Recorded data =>
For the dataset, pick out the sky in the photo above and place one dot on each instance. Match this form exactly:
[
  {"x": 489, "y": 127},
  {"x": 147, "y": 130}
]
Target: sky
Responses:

Goal of the exercise =>
With nothing left out, copy the data above exactly.

Answer to this task =>
For the dataset, pick out the sky in the photo above and place one dot on each instance. Match this form exactly:
[
  {"x": 489, "y": 127},
  {"x": 147, "y": 130}
]
Target: sky
Responses:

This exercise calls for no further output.